● **ACTION ITEM**
Although the entries contain pictures, copy only their text, exactly as written.

═════ MATERIALS PROVIDED ═════

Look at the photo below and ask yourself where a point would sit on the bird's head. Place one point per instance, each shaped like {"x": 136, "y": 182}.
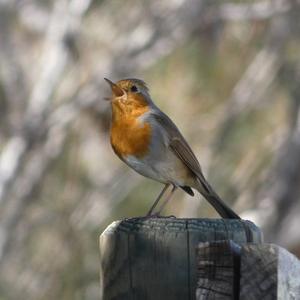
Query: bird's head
{"x": 129, "y": 92}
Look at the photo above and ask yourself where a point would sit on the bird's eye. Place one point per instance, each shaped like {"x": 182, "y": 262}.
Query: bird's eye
{"x": 134, "y": 89}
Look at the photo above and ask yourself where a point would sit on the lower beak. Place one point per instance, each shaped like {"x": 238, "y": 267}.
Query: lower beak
{"x": 117, "y": 91}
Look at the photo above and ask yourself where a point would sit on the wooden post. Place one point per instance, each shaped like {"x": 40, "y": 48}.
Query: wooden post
{"x": 155, "y": 258}
{"x": 247, "y": 272}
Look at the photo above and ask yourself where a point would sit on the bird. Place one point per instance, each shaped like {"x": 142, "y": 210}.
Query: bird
{"x": 149, "y": 142}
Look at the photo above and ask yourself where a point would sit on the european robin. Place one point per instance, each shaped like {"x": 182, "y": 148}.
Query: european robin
{"x": 149, "y": 142}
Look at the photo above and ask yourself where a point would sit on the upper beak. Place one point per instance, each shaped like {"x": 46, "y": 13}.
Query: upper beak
{"x": 117, "y": 91}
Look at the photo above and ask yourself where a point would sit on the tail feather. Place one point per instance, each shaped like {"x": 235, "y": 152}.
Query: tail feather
{"x": 212, "y": 197}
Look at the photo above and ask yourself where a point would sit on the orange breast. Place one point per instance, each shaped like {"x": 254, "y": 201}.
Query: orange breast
{"x": 128, "y": 135}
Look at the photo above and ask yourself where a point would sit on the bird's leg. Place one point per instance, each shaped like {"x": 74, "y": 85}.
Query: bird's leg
{"x": 167, "y": 200}
{"x": 157, "y": 199}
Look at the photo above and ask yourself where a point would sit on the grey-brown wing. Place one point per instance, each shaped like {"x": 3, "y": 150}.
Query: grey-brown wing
{"x": 179, "y": 145}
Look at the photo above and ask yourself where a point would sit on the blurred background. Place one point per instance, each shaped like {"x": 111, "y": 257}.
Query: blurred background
{"x": 227, "y": 72}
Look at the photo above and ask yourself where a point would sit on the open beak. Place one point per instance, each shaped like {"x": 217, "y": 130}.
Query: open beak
{"x": 117, "y": 91}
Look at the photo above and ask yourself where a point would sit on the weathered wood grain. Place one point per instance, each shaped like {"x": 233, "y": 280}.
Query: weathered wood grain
{"x": 218, "y": 271}
{"x": 155, "y": 258}
{"x": 246, "y": 272}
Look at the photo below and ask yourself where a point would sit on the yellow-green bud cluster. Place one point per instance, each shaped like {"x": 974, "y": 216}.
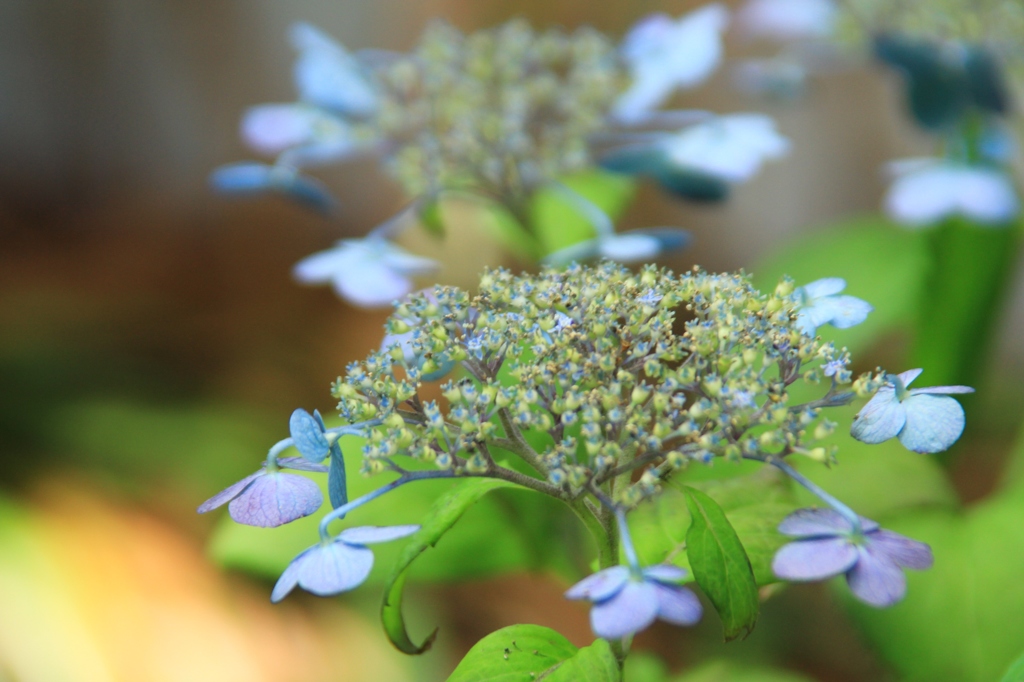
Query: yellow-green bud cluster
{"x": 594, "y": 373}
{"x": 501, "y": 110}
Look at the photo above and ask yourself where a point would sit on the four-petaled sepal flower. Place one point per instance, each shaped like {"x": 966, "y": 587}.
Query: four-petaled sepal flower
{"x": 820, "y": 304}
{"x": 339, "y": 564}
{"x": 626, "y": 602}
{"x": 926, "y": 420}
{"x": 270, "y": 498}
{"x": 871, "y": 558}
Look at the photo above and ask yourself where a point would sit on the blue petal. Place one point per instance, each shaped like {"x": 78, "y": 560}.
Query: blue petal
{"x": 901, "y": 551}
{"x": 600, "y": 586}
{"x": 814, "y": 559}
{"x": 245, "y": 178}
{"x": 228, "y": 493}
{"x": 308, "y": 436}
{"x": 933, "y": 423}
{"x": 825, "y": 287}
{"x": 337, "y": 485}
{"x": 876, "y": 580}
{"x": 300, "y": 464}
{"x": 336, "y": 567}
{"x": 881, "y": 419}
{"x": 678, "y": 605}
{"x": 631, "y": 610}
{"x": 275, "y": 499}
{"x": 290, "y": 578}
{"x": 370, "y": 535}
{"x": 309, "y": 192}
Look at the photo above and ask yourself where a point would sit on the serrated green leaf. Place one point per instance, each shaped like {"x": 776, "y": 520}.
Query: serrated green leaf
{"x": 444, "y": 513}
{"x": 720, "y": 565}
{"x": 964, "y": 288}
{"x": 1016, "y": 672}
{"x": 754, "y": 504}
{"x": 882, "y": 263}
{"x": 516, "y": 653}
{"x": 594, "y": 664}
{"x": 558, "y": 224}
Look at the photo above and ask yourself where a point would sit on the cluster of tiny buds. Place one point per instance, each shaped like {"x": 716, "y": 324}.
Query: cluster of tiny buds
{"x": 594, "y": 375}
{"x": 502, "y": 110}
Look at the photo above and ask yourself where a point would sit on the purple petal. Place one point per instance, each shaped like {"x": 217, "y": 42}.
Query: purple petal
{"x": 308, "y": 436}
{"x": 876, "y": 580}
{"x": 678, "y": 605}
{"x": 289, "y": 579}
{"x": 368, "y": 535}
{"x": 820, "y": 522}
{"x": 228, "y": 493}
{"x": 275, "y": 499}
{"x": 602, "y": 585}
{"x": 300, "y": 464}
{"x": 335, "y": 567}
{"x": 814, "y": 559}
{"x": 631, "y": 610}
{"x": 881, "y": 419}
{"x": 933, "y": 423}
{"x": 665, "y": 572}
{"x": 901, "y": 551}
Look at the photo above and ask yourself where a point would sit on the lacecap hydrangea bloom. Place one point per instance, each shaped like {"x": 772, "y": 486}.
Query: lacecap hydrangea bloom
{"x": 595, "y": 386}
{"x": 499, "y": 117}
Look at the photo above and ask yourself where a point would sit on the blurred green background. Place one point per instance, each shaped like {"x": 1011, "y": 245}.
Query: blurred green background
{"x": 153, "y": 343}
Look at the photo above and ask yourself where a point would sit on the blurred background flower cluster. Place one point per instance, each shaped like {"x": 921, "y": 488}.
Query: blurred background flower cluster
{"x": 153, "y": 343}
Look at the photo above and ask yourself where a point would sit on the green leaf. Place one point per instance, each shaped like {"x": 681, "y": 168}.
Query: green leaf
{"x": 645, "y": 667}
{"x": 754, "y": 504}
{"x": 521, "y": 652}
{"x": 961, "y": 619}
{"x": 489, "y": 541}
{"x": 558, "y": 223}
{"x": 446, "y": 510}
{"x": 1016, "y": 672}
{"x": 720, "y": 564}
{"x": 722, "y": 671}
{"x": 965, "y": 286}
{"x": 882, "y": 263}
{"x": 594, "y": 664}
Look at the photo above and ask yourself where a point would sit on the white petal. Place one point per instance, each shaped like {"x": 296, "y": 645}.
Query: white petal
{"x": 325, "y": 265}
{"x": 881, "y": 419}
{"x": 273, "y": 128}
{"x": 630, "y": 248}
{"x": 328, "y": 76}
{"x": 986, "y": 196}
{"x": 933, "y": 423}
{"x": 371, "y": 284}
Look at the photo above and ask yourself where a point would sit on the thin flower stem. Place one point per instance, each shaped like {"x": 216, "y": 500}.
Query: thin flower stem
{"x": 275, "y": 451}
{"x": 373, "y": 495}
{"x": 847, "y": 513}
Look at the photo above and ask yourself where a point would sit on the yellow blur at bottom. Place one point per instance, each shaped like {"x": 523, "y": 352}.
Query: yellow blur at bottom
{"x": 91, "y": 592}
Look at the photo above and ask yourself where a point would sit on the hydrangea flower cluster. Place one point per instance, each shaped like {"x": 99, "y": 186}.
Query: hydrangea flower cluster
{"x": 594, "y": 386}
{"x": 498, "y": 116}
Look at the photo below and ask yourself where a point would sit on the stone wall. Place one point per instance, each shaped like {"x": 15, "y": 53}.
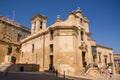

═════

● **RESPONSE FOR THIS EXERCISE**
Look at the photo below and ask yourself where a point would sit on the bird's head. Place one point per instance, each shaped like {"x": 136, "y": 182}.
Query: bird's head
{"x": 129, "y": 92}
Look at the photo above and ask yourself where a point would sit on the bird's eye. Place one point per instance, each shaped like {"x": 182, "y": 262}.
Query: bird's eye
{"x": 134, "y": 89}
Look at the photo above and ask yourself where a point would sit on the lower beak. Place one point per instance, each shaped like {"x": 238, "y": 267}.
Query: lower beak
{"x": 117, "y": 91}
Look at the photo above and ask yourself where a point would sit on the wooden post. Place one point per instance, each shaped like {"x": 40, "y": 48}.
Query: wooden post
{"x": 155, "y": 258}
{"x": 247, "y": 272}
Look at the photo above and ask yourself where a point would sit on the bird. Place one point per instance, each shaped like {"x": 142, "y": 210}.
Query: bird
{"x": 149, "y": 142}
Look at the photo above and ask yourself where a point would sit on the european robin. Place one point per instance, each shaped like {"x": 182, "y": 148}.
Query: european robin
{"x": 149, "y": 142}
Look at the photo above and ask yourself where a point would sit on the upper beak. Place one point per instance, each shaped like {"x": 46, "y": 13}.
Query: upper beak
{"x": 117, "y": 91}
Look at the photo above and ask yourself where a point would sit on the tail feather. Place one point per instance, each shaped like {"x": 235, "y": 152}.
Query: tail feather
{"x": 212, "y": 197}
Look at the photo above and ask yourself where a point would sit on the orange breast. Place one point per instance, each shaped like {"x": 254, "y": 201}.
Query: orange breast
{"x": 128, "y": 135}
Look at the photo above and ask yourself where a point would sit on the bird's leg. Place one point per instance, each shaped like {"x": 74, "y": 85}.
Query: bird's leg
{"x": 167, "y": 200}
{"x": 157, "y": 199}
Look at the photo above and ask yourself where a point would sit on the grey-brown wing. Place one point per instance, each shaped like {"x": 3, "y": 150}.
Query: grey-brown wing
{"x": 179, "y": 145}
Look at the photo above and ask yourself where a point would sit on the blurred background. Place one point per instance, each shaped like {"x": 111, "y": 257}.
Query: blurred background
{"x": 227, "y": 72}
Look at the photo above and ask yourself where a point would sit on the open beak. Place one point per instance, each shaped like {"x": 217, "y": 130}.
Query: open beak
{"x": 117, "y": 91}
Look at the photo above and ask yourself where a point would sit on the weathered wood grain. Place one point per instance, each shaped like {"x": 233, "y": 280}.
Query: weathered wood grain
{"x": 218, "y": 271}
{"x": 155, "y": 258}
{"x": 246, "y": 272}
Look at the photo below and ask yourself where a point would sit on the yellow-green bud cluster. Place one point per instance, each shaped like {"x": 974, "y": 216}.
Query: yellow-green bud cluster
{"x": 594, "y": 373}
{"x": 501, "y": 110}
Look at the photo above and ask yourself where a point would sit on the four-petaled sepal flower. Place one point per instance, each shaped like {"x": 966, "y": 587}.
Query: four-petaled sepal flower
{"x": 820, "y": 304}
{"x": 339, "y": 564}
{"x": 626, "y": 602}
{"x": 926, "y": 420}
{"x": 270, "y": 498}
{"x": 871, "y": 558}
Look at the photo above and ask yourself where a point would sit on the blue petal. Place one point per instance, each shaped like {"x": 78, "y": 560}.
Query: blue petal
{"x": 901, "y": 551}
{"x": 600, "y": 586}
{"x": 814, "y": 559}
{"x": 245, "y": 178}
{"x": 228, "y": 493}
{"x": 308, "y": 436}
{"x": 933, "y": 423}
{"x": 825, "y": 287}
{"x": 337, "y": 485}
{"x": 876, "y": 580}
{"x": 300, "y": 464}
{"x": 336, "y": 567}
{"x": 881, "y": 419}
{"x": 678, "y": 605}
{"x": 631, "y": 610}
{"x": 275, "y": 499}
{"x": 290, "y": 578}
{"x": 370, "y": 535}
{"x": 309, "y": 192}
Look at the photo above and ask yourself where a point would sit on the serrated green leaf. Place one point per instance, each shaped like {"x": 776, "y": 520}.
Query: serrated green leaf
{"x": 444, "y": 513}
{"x": 720, "y": 565}
{"x": 964, "y": 288}
{"x": 1016, "y": 672}
{"x": 754, "y": 504}
{"x": 882, "y": 263}
{"x": 516, "y": 653}
{"x": 594, "y": 664}
{"x": 558, "y": 224}
Look at the photo above and ask yourself where a point would sit on the cluster of tiny buds. Place one point per instance, each shaped like {"x": 716, "y": 324}.
Query: cluster of tiny buds
{"x": 594, "y": 375}
{"x": 502, "y": 110}
Look at the photo above and ask yourself where a point would sit on the purple petal. Place one point per instance, each shaped like {"x": 217, "y": 42}.
Query: purple petal
{"x": 308, "y": 436}
{"x": 876, "y": 580}
{"x": 678, "y": 605}
{"x": 289, "y": 579}
{"x": 368, "y": 535}
{"x": 820, "y": 522}
{"x": 228, "y": 493}
{"x": 275, "y": 499}
{"x": 602, "y": 585}
{"x": 300, "y": 464}
{"x": 335, "y": 567}
{"x": 814, "y": 559}
{"x": 631, "y": 610}
{"x": 881, "y": 419}
{"x": 933, "y": 423}
{"x": 665, "y": 572}
{"x": 901, "y": 551}
Look at the photo above and ask yourself where a point would sit on the lacecap hydrangea bloom. Place one point per instance, each shaped like {"x": 772, "y": 486}.
Query: lacecap hydrangea bloom
{"x": 595, "y": 386}
{"x": 499, "y": 117}
Look at the photo above and ask yourself where a point would sit on the blurred green background. Place one point per instance, each shaped like {"x": 1011, "y": 245}.
Query: blurred green background
{"x": 153, "y": 343}
Look at the photo above and ask yourself where a point would sit on the blurred background flower cluster. Place one point per instance, each shaped like {"x": 921, "y": 488}.
Query: blurred background flower cluster
{"x": 153, "y": 343}
Look at the photo above and ask yourself where a point would sit on the green leaf. Place one point per instance, each shaped like {"x": 681, "y": 168}.
Query: green leaf
{"x": 645, "y": 667}
{"x": 754, "y": 504}
{"x": 521, "y": 652}
{"x": 961, "y": 619}
{"x": 489, "y": 541}
{"x": 558, "y": 223}
{"x": 446, "y": 510}
{"x": 1016, "y": 672}
{"x": 720, "y": 564}
{"x": 722, "y": 671}
{"x": 965, "y": 286}
{"x": 882, "y": 263}
{"x": 594, "y": 664}
Look at the photo above and ask yourself where a point would sit on the white petal. Place one point per instance, each shaped like {"x": 296, "y": 645}.
Query: white petal
{"x": 325, "y": 265}
{"x": 881, "y": 419}
{"x": 273, "y": 128}
{"x": 630, "y": 248}
{"x": 328, "y": 76}
{"x": 986, "y": 196}
{"x": 933, "y": 423}
{"x": 371, "y": 284}
Look at the photo above and ask yourself where a point would sit on the thin flower stem. Place one point per instance, each shaped like {"x": 216, "y": 500}.
Query: thin flower stem
{"x": 275, "y": 451}
{"x": 373, "y": 495}
{"x": 847, "y": 513}
Look at the photo above and ask yourself where a point would sit on the yellow blur at bottom. Place one point per instance, each shaped like {"x": 523, "y": 352}.
Query: yellow blur at bottom
{"x": 91, "y": 592}
Look at the photo above and ask yourself where a point would sit on the hydrangea flower cluster. Place one point per instance, each shaped like {"x": 99, "y": 186}.
Query: hydrangea flower cluster
{"x": 594, "y": 386}
{"x": 498, "y": 116}
Look at the photo below and ask yourself where a point would sit on the stone wall. Place one point per instance, each shaped like {"x": 15, "y": 53}.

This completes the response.